**Aim of the task:** Update the material below by replacing "in this photo" with "in this image" wherever it occurs and leaving everything else unchanged. Leave the pictures out of your answer.

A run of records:
● ● ● ● ● ● ●
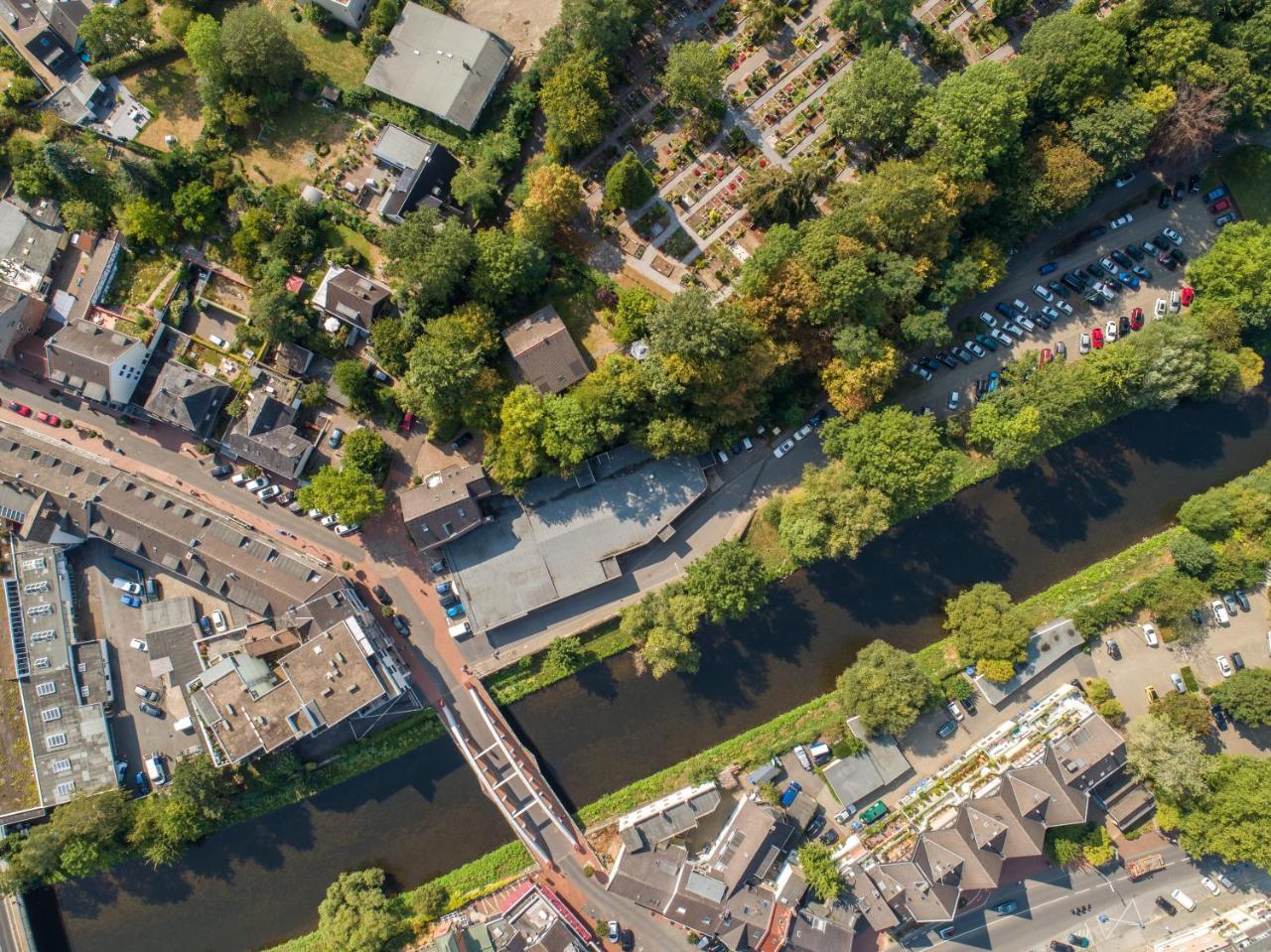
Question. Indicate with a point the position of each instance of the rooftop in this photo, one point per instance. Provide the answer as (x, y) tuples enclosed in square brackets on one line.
[(440, 64), (564, 535)]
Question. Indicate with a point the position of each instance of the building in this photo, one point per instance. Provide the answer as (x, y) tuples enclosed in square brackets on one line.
[(102, 365), (566, 535), (349, 13), (421, 173), (445, 504), (353, 298), (187, 398), (441, 65), (266, 435), (65, 685), (543, 351), (859, 776)]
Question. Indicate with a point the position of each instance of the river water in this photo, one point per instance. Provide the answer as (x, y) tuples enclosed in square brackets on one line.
[(259, 883)]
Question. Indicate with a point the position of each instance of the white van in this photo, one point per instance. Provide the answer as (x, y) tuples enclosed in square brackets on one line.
[(155, 770)]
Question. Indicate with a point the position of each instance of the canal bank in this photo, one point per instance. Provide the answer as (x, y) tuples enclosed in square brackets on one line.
[(1026, 530)]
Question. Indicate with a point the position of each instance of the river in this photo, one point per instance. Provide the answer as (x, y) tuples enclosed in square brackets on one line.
[(259, 883)]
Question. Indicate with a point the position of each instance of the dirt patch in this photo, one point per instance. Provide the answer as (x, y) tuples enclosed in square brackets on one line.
[(517, 22)]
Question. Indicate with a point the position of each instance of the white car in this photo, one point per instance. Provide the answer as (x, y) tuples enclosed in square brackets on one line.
[(1219, 611)]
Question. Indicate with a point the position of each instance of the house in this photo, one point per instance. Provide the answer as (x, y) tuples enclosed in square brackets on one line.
[(543, 351), (103, 365), (445, 504), (350, 13), (186, 398), (351, 298), (266, 435), (441, 65), (422, 173)]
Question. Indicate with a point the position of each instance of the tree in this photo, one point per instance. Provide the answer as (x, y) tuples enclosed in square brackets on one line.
[(109, 31), (1246, 696), (146, 222), (1167, 755), (985, 625), (575, 102), (976, 116), (628, 184), (348, 493), (820, 871), (354, 915), (885, 688), (365, 450), (874, 105), (872, 22), (731, 581), (1186, 711), (507, 268), (1069, 59), (693, 77), (914, 471)]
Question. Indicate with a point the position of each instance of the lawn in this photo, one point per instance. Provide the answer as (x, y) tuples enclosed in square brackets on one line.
[(328, 56), (169, 91), (1247, 172)]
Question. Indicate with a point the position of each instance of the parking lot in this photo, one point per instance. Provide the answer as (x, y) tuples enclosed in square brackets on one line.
[(102, 614), (1190, 217)]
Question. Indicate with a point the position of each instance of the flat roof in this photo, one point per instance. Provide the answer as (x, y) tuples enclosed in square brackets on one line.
[(564, 535)]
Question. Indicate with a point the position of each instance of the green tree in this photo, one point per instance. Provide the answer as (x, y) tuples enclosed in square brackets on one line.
[(885, 688), (897, 453), (985, 625), (1246, 696), (872, 22), (731, 581), (575, 102), (354, 916), (628, 184), (874, 105), (1167, 755), (693, 77), (348, 493), (1186, 711), (365, 450), (820, 871)]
● ● ● ● ● ● ●
**Reply to the task:**
Question. Indicate with a point the position of each instance of the rooftop in this image, one point per instance. Provide the answer as (x, y) tuples enclosed in square brackets on one line.
[(440, 64), (564, 535)]
Question. Indicate with a point the position of each instance of the building in this image, one point per instance. Provide the answer as (x, y) tuples enclosed in square brackets on one line.
[(102, 365), (566, 535), (349, 13), (421, 173), (445, 504), (353, 298), (187, 398), (441, 65), (266, 435), (65, 685), (543, 351), (859, 776)]
Question. Indicate with a point the position of each instance of the river water in this image, one point per instance. Provide the answer as (x, y) tuples enclosed in square brackets on one line.
[(259, 883)]
Question. Indicate with a point the position of each instance of the white van in this image, one point per instance. Provide the answer as (x, y) tuples enclosed in square brackets on one line.
[(155, 770)]
Question. Indicate with a point the position of each instance of the canal bank in this image, one point per instance. Provide the answer as (x, y) tuples enclosed in square brackets on one line.
[(1026, 530)]
Question. Indicate with a point the position of each instance of the river in this image, one point per instance. Provide the answer as (x, y) tuples enclosed in square brackets on one line.
[(259, 883)]
Question. Indicate with a point the position of each instance of the dirt patch in this image, one point per instance. Provide the answer as (x, y) tuples enclosed in square brackets on one line.
[(517, 22)]
Question. Indicate with a point the position of each instance of the white car in this image, one point per instance. Provide the answer as (x, y) tuples enclosed in square brackets on one line.
[(1219, 611)]
Question. Indicate with a point the position of each instance of the house in this image, one point per instance. Provide the answer as (x, y) tuples enclosed in square brackets on one line.
[(543, 351), (103, 365), (445, 504), (350, 13), (186, 398), (351, 298), (266, 435), (441, 65), (422, 173)]
Question. Indicate with a point the position of each instance of the tree in this image, one point per instance. Provide the answer as (x, y) tuples enclosed in square brackets on one line.
[(109, 31), (1246, 696), (146, 222), (1167, 755), (985, 625), (575, 102), (976, 116), (628, 184), (348, 493), (820, 871), (354, 915), (885, 688), (365, 450), (874, 105), (872, 22), (731, 581), (1186, 711), (507, 268), (1069, 59), (693, 77), (914, 471)]
Question. Indicate with a point the position of each instance of the lawn in this image, one point per instance. Provide the answer as (x, y) tuples enclosed in square brackets on one line.
[(328, 56), (169, 91), (1247, 172)]
Question. Indicate with a point the position of each instance of the parking lot in this image, one point per instance. Provide the answer as (x, y) tuples enclosed in square brackets on one line.
[(102, 614), (1190, 217)]
Question. Indicate with a point the position of each instance of the flat roof in this image, one point per instance. Provide the answer as (x, y) tuples enclosed in square brackets on one line.
[(564, 535)]
Question. Indicate with a point the position of each instance of the green tree in this image, one point per instance. Provide the answer as (x, y) tuples enclosed in square brackets on one line.
[(885, 688), (897, 453), (985, 625), (1246, 696), (872, 22), (731, 581), (575, 102), (354, 916), (628, 184), (874, 105), (1167, 755), (693, 77), (348, 493), (1186, 711), (365, 450), (820, 871)]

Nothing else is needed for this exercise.